### Dataset entries

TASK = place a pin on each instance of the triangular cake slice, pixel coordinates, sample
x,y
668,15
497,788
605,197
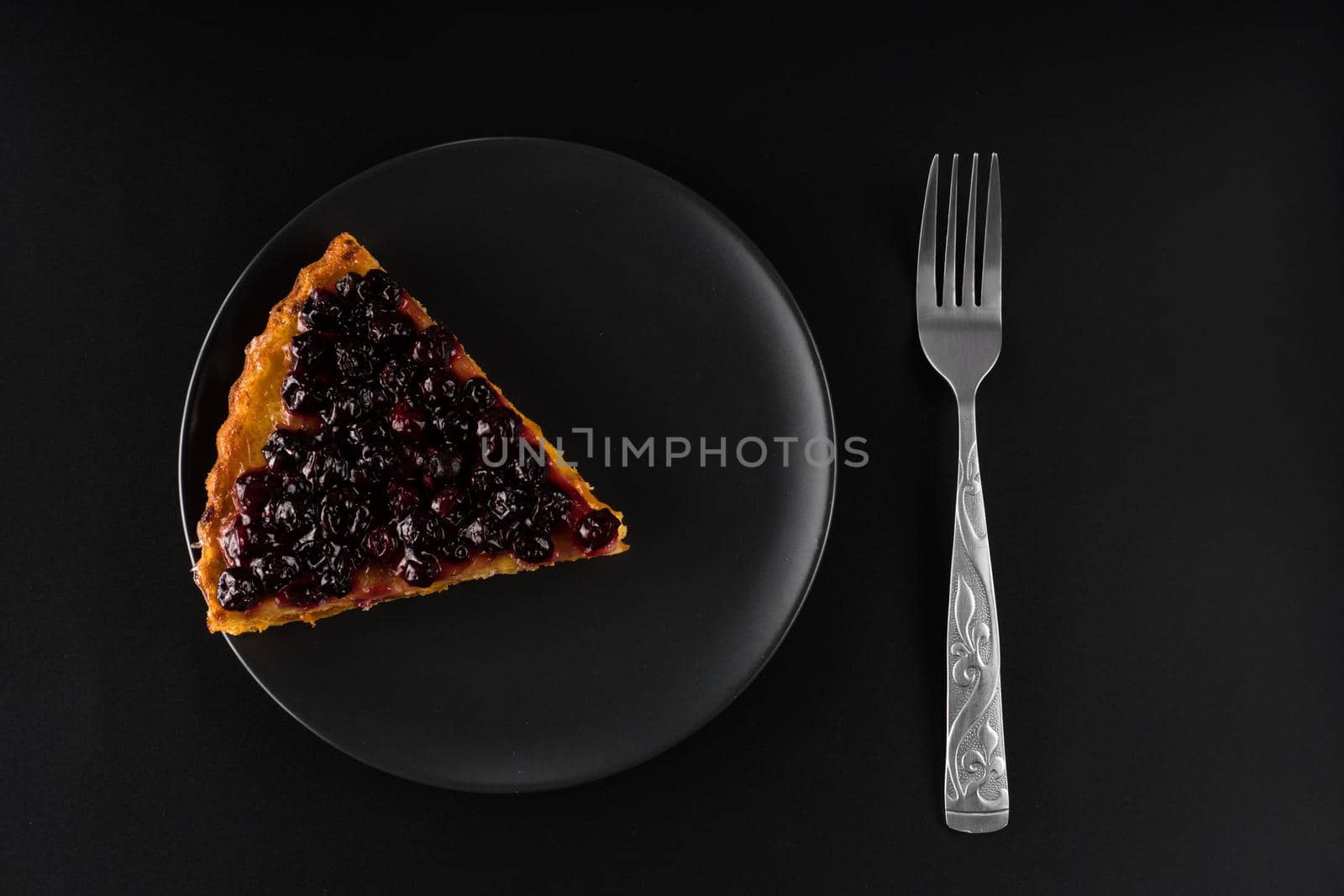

######

What is needed: Copy out every line of the entries above, word for word, and leave out the pictures.

Exercise solution:
TASK = place a pin on each instance of the triangular cake slice, pixel coordinates, sample
x,y
668,15
497,788
605,197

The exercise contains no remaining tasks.